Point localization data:
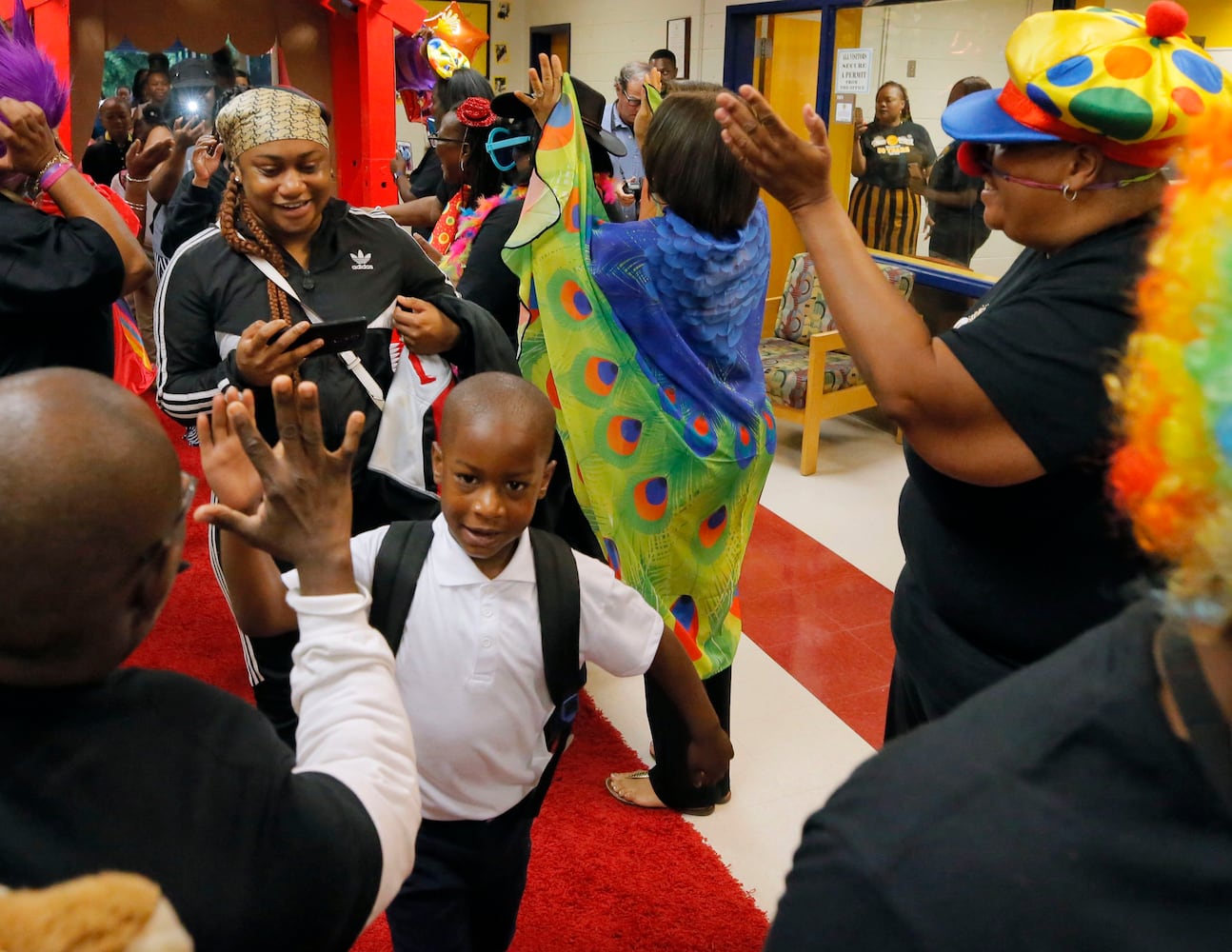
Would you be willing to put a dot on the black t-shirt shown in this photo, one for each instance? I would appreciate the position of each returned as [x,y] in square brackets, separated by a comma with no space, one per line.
[1056,810]
[487,280]
[889,149]
[997,578]
[946,176]
[160,775]
[103,160]
[58,280]
[427,175]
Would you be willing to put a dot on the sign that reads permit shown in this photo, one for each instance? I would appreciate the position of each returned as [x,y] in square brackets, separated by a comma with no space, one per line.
[853,70]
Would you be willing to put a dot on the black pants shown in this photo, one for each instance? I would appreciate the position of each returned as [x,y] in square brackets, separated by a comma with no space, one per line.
[669,776]
[467,884]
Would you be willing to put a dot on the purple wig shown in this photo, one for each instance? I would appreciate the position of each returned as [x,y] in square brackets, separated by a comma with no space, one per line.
[26,72]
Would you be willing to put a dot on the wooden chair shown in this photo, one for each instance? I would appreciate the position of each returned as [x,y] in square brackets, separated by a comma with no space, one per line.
[809,376]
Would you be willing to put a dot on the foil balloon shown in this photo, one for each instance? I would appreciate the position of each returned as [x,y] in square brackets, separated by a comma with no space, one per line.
[447,59]
[411,69]
[452,26]
[417,104]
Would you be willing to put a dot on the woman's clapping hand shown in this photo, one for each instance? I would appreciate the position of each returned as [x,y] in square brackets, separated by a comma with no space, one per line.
[795,171]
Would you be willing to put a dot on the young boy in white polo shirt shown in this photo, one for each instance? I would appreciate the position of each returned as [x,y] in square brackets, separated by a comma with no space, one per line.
[470,662]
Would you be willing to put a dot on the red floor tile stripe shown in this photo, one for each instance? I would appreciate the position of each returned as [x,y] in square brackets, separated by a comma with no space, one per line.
[822,620]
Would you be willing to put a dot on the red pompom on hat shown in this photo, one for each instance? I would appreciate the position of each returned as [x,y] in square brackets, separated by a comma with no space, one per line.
[1165,19]
[476,112]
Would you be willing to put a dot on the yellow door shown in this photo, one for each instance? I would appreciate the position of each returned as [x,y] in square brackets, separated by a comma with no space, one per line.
[786,75]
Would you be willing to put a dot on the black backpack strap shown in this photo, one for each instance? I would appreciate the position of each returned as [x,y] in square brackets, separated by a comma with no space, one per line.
[394,577]
[560,604]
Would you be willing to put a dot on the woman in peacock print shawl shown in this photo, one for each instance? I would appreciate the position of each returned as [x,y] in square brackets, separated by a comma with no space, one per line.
[645,338]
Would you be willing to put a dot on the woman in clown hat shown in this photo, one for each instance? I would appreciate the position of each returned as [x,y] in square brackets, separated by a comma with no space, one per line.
[1012,548]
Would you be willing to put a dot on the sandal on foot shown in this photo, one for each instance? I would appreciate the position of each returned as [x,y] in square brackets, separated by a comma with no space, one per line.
[642,775]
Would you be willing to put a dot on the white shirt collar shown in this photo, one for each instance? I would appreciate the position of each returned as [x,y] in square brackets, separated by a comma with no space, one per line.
[452,566]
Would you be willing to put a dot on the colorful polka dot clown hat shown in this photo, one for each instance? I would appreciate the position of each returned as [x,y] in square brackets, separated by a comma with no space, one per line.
[1130,85]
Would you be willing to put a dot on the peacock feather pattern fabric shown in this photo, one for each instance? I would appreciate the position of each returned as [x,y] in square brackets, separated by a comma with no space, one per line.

Work required: The result should be every entry, word for word, and no pictures.

Answer to this task:
Would you be willing to put a dot on the black t-shirt shown in this photo, one for each instance? I would appreciate the position of each returned as [x,y] in square brackets, separated by a comma with no space, one per line.
[1056,810]
[487,280]
[889,149]
[997,578]
[946,176]
[160,775]
[103,160]
[58,280]
[427,175]
Would you be willing to put a dot on the sign that reads permit shown in this photo, one for each instance? I would appreciate the position of each returned as [x,y] in square brackets, separated by a comma with no space, one per line.
[853,70]
Would you be willing to put a dot on the black pants shown in this photo, one for each instance? I would appreciate the position of each returned as [x,y] in square brackets, separated by a comma with no space, one per line.
[669,776]
[467,884]
Would you be willing to put a dot on the purple wig shown in this photo, one for each instance? I would appreciate the position of each returned as [x,y] in square brackets, separated by a comma with no space, one per line.
[26,72]
Would you be willing to put a dot on the wooden chair shown in this photo, one for each instance? I would appreciate the position of each returned as [x,y] in square brackets, separated by a comma with no space, one per line.
[809,376]
Would you be willing to put a dot on the foil balloon shown in this photo, one for each instance? I would appreciate the position of each returned as [x,y] in square brackets, separated by a comma with no space, one per line.
[447,59]
[411,69]
[452,26]
[417,104]
Would you be willing to put a dot on the woman's clapping hand shown in this photo, one for each instance? I would appreciate the position of each returned as [x,y] in square brackets, separated by a comma with no space, one per line.
[795,171]
Would you be willing to put a dot on the young boy in white polo shirt shown in this photo, one for each instance? I would appreciate the position of each returned as [x,y] in square brackets, separated by a comma with no space, one per line.
[470,662]
Would you be willing to put a dot on the red floor tile stripe shown in this photo, one for each instance? I would appreciate the position of each returned as [x,y] in square brackets, separated by a comma with no space, one per line.
[822,620]
Would you be willing to put a dot on the red pompom on hat shown in this photo, one for each instance? I would appreciate the position of each returned as [x,y] in square brackets, separated by a comma with no space, one per line.
[1165,19]
[476,112]
Would you be willing to put a dot on the yellow door shown in this photo, one for each instance? I would appreciate the position of each returned as [x,y] in square brackets, separated by a comma with no space, one per line.
[786,75]
Would you be willing to put a dot on the black backpack strap shown in this photo, one for each instance? I would appreciate the position of each returned as [x,y] in square brackets, separated by a comma with no space, one per line.
[394,577]
[560,604]
Would you be willing to put a dot on the woman in peacock print shawl shown in this photo, one for each instance? I would appreciate the position of each returned as [x,y] in square brackets, separated by a comma with no space, one per line.
[645,338]
Would you be willing to put a dot on the woman in clown hat shown in this photo, one for each instance? I would appreciate the position of each returned as [x,y] in square brackets, separated by a comma with no space, one per line.
[1012,548]
Would you be willing to put a dot on the sandal on foot shown in this photo, one for each instance? I would appreciate the position of each returned as [x,y] in square brackets, separated by a comma with no space, one per line.
[642,775]
Would you be willing to put a dot on the white shirt collar shown in this photo, one for each instance? I would appreciate the position of each returned as [x,y] in square brackets, separated by a comma with no space, one per line.
[452,566]
Would you be willing to put a dot on the colorful polka dot clown hat shown in this photo, one for each instance? I would appreciate the position of each returned as [x,y] in square brackets, separated by a comma with no space, one per line.
[1130,85]
Would you be willing to put a dot on the peacock feather pattern fabric shown in this photo, one for each instance? I would appreciate the position of each returned as [x,y] in square brackets, separated by a comma with no space, one per line.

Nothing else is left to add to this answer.